━━ Provided data
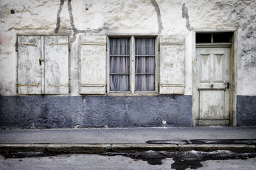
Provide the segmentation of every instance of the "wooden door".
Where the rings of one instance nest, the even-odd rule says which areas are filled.
[[[230,60],[228,47],[196,49],[198,125],[230,123]]]

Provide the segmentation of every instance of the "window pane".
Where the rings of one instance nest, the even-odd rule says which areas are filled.
[[[110,91],[129,91],[129,75],[110,75]]]
[[[129,38],[111,38],[110,42],[110,55],[129,55]]]
[[[135,77],[136,91],[154,91],[155,76],[154,75],[136,75]]]
[[[231,34],[227,33],[214,33],[213,42],[230,42]]]
[[[129,39],[111,38],[110,42],[110,73],[129,74]],[[110,75],[110,91],[129,91],[129,75]]]
[[[110,73],[129,73],[129,57],[110,57]]]
[[[135,55],[155,55],[155,39],[154,38],[136,38],[135,39]]]
[[[136,73],[154,73],[155,57],[137,57]]]
[[[210,43],[211,33],[196,33],[196,43]]]
[[[135,39],[135,73],[155,73],[155,39]],[[153,56],[150,56],[153,55]],[[154,75],[136,75],[136,91],[154,91]]]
━━━━
Instructions to follow:
Reproduce every one of the lines above, requests included, but shift each polygon by adding 116 to every vertex coordinate in the answers. Leave the pictures out.

Completed exercise:
Provide the segmentation of every instance of the "wooden door".
Where the rings of one instance nest, the even-odd rule says which areas are filled.
[[[346,176],[344,163],[312,165],[314,241],[346,239]]]

Provide the segmentation of every instance of the "window pane".
Where the rings of one instance nest, the even-odd rule says which areas are filled.
[[[226,207],[245,207],[245,191],[226,191]]]
[[[245,154],[227,154],[226,158],[226,171],[245,171]]]
[[[251,193],[252,207],[270,207],[271,192],[270,191],[252,191]]]
[[[347,150],[343,149],[330,149],[329,158],[346,158]]]
[[[245,155],[227,154],[226,158],[226,189],[245,190]],[[226,191],[226,207],[245,207],[245,191]]]
[[[226,189],[245,189],[245,173],[226,173]]]
[[[251,171],[271,171],[271,155],[270,154],[252,154],[251,155]]]
[[[252,189],[270,189],[271,173],[253,173]]]
[[[326,159],[327,149],[312,149],[312,159]]]
[[[251,155],[251,189],[271,189],[271,155]],[[269,172],[266,172],[269,171]],[[270,191],[252,191],[252,207],[270,207]]]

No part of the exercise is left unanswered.